*TASK DATA*:
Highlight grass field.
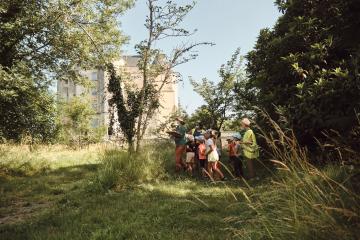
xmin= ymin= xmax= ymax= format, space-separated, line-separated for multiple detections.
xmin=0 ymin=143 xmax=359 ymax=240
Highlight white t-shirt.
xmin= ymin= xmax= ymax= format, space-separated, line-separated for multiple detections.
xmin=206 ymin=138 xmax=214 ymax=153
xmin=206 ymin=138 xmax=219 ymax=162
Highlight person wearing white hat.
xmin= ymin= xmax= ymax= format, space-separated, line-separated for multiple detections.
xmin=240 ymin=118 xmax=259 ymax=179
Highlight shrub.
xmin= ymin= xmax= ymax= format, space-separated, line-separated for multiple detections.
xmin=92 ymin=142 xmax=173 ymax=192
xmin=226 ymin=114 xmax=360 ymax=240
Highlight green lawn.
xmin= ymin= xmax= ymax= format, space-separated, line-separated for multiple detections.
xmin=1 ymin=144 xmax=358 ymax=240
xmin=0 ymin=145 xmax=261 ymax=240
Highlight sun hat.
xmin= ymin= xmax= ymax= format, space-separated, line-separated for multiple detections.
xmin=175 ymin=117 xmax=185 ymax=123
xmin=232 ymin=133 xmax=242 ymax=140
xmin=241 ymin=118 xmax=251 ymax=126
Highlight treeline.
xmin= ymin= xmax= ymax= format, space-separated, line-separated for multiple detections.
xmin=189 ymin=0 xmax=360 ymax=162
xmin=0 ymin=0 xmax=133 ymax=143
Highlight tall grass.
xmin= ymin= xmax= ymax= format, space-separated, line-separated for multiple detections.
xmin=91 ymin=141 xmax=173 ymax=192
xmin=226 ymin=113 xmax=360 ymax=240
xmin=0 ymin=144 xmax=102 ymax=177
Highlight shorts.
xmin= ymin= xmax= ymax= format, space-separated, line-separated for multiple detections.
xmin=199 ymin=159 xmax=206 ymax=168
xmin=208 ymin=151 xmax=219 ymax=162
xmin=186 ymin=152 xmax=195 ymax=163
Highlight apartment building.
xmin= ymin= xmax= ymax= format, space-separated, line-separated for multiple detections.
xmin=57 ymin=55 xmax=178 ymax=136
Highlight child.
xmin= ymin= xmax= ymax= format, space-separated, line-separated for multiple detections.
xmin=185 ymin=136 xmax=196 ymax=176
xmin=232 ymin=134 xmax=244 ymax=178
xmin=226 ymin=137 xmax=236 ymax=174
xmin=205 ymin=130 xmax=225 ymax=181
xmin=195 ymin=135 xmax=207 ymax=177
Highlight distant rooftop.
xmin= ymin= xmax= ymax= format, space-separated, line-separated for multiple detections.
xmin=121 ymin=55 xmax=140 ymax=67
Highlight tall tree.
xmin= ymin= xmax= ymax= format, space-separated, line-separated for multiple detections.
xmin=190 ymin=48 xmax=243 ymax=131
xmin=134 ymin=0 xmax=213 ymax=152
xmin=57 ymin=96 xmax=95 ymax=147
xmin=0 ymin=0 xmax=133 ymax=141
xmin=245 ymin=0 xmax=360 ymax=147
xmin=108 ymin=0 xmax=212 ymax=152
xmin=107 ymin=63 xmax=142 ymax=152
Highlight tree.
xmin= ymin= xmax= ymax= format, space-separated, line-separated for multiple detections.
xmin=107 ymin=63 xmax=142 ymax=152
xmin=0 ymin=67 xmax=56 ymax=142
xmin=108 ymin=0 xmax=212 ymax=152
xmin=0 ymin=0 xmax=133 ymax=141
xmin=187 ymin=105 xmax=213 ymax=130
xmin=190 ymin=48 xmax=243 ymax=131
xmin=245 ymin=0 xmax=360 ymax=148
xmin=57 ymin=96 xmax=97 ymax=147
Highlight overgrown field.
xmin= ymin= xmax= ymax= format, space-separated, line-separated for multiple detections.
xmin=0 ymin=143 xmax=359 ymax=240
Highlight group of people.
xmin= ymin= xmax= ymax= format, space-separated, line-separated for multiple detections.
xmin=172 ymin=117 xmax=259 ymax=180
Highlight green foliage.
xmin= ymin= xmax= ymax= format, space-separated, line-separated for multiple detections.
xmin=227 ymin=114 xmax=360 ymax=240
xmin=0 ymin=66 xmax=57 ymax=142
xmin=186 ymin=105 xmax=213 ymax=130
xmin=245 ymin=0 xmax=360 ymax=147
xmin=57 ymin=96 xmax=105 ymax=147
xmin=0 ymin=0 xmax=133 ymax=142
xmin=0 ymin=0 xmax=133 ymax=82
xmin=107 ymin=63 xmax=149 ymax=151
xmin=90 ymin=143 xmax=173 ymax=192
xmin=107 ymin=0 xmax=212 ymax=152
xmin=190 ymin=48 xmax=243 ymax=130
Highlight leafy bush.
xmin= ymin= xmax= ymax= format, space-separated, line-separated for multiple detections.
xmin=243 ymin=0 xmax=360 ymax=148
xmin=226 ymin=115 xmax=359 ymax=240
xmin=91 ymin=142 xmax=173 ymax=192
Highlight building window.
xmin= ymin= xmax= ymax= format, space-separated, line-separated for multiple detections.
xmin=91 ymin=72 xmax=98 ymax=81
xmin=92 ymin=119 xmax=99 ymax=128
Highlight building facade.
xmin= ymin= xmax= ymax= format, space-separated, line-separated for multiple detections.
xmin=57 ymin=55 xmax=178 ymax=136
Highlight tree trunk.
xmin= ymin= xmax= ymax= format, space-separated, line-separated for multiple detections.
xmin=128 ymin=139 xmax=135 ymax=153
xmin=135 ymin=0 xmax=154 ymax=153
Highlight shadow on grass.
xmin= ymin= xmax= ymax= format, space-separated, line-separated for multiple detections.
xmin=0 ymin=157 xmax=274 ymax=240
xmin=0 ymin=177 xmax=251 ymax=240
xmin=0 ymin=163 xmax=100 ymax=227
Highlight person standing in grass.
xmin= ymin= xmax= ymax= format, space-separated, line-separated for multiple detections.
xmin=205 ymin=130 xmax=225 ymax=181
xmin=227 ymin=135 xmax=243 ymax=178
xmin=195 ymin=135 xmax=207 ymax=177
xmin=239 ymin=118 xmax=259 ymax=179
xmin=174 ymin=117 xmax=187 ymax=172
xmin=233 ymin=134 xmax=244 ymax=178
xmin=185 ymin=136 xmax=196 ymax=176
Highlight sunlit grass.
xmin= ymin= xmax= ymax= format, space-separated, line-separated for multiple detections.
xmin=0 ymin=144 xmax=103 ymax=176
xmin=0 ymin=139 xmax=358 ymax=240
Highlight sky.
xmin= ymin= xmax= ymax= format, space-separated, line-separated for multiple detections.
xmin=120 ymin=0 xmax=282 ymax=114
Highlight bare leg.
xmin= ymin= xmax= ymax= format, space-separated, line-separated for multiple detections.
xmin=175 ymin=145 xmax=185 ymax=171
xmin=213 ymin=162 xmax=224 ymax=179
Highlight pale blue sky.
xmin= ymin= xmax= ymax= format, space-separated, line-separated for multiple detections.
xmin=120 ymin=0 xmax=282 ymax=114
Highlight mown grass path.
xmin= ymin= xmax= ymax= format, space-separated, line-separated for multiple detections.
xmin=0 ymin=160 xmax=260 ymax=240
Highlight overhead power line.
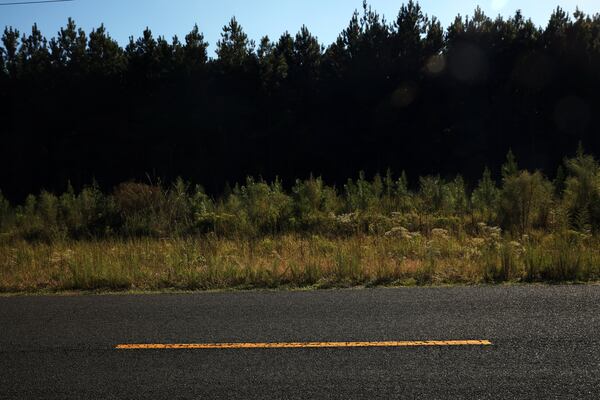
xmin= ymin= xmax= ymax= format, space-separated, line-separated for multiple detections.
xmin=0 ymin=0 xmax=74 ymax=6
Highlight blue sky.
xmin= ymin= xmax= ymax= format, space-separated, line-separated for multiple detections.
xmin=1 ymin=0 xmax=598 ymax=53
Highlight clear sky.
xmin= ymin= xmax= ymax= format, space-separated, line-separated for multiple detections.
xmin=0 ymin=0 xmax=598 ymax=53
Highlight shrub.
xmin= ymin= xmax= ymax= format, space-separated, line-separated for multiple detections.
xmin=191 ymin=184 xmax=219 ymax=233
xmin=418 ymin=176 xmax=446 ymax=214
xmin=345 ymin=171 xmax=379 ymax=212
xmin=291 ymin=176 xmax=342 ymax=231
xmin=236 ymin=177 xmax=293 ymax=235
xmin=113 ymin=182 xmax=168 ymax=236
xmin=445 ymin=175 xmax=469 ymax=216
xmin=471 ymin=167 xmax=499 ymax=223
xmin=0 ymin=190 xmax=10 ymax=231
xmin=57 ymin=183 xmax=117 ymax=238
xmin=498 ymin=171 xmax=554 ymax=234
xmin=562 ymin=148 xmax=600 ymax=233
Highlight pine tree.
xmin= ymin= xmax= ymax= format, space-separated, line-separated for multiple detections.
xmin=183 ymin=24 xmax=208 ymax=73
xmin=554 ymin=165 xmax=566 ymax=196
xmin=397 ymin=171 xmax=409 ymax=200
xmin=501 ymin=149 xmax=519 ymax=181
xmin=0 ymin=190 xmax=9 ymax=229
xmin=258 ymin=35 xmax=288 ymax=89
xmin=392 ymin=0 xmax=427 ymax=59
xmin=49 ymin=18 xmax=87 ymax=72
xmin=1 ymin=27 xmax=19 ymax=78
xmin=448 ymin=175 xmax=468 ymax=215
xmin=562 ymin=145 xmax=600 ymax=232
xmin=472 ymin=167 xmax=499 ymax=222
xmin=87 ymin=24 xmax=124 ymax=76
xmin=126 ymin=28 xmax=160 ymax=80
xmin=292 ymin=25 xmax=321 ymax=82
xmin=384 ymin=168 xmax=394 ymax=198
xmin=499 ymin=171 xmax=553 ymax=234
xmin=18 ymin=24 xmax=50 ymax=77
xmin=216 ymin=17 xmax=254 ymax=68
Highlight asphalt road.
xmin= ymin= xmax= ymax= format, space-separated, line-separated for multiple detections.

*YOUR TASK*:
Given the records above, return exactly the lines starting at the line containing "Highlight leafy bush." and ending at the line containing "Highlight bare leg.", including both.

*ANSWER BOX*:
Highlight leafy bush.
xmin= ymin= xmax= ymax= format, space-separated, line-separated for multiple detections.
xmin=243 ymin=0 xmax=360 ymax=148
xmin=226 ymin=115 xmax=359 ymax=240
xmin=91 ymin=142 xmax=173 ymax=192
Highlight building window.
xmin= ymin= xmax= ymax= format, space-separated, line-separated for multiple detections.
xmin=91 ymin=72 xmax=98 ymax=81
xmin=92 ymin=119 xmax=99 ymax=128
Highlight building facade.
xmin= ymin= xmax= ymax= format, space-separated, line-separated for multiple detections.
xmin=57 ymin=55 xmax=178 ymax=136
Highlight tree trunk.
xmin= ymin= xmax= ymax= format, space-separated, line-separated for multiple detections.
xmin=128 ymin=139 xmax=135 ymax=153
xmin=135 ymin=0 xmax=154 ymax=153
Highlight shadow on grass.
xmin= ymin= xmax= ymax= format, space-separated, line-separated for multiple detections.
xmin=0 ymin=157 xmax=274 ymax=240
xmin=0 ymin=177 xmax=251 ymax=240
xmin=0 ymin=163 xmax=100 ymax=227
Highlight person standing in grass.
xmin= ymin= xmax= ymax= format, space-separated, line-separated for multiple detections.
xmin=205 ymin=130 xmax=225 ymax=181
xmin=227 ymin=135 xmax=243 ymax=178
xmin=195 ymin=135 xmax=207 ymax=177
xmin=239 ymin=118 xmax=259 ymax=179
xmin=174 ymin=117 xmax=187 ymax=172
xmin=233 ymin=134 xmax=244 ymax=178
xmin=185 ymin=136 xmax=196 ymax=176
Highlight sunlit grass.
xmin= ymin= xmax= ymax= format, space-separated, line-separated for multiple detections.
xmin=0 ymin=144 xmax=103 ymax=176
xmin=0 ymin=139 xmax=358 ymax=240
Highlight sky.
xmin= ymin= xmax= ymax= format, space-separated, line-separated for multiple detections.
xmin=120 ymin=0 xmax=282 ymax=114
Highlight bare leg.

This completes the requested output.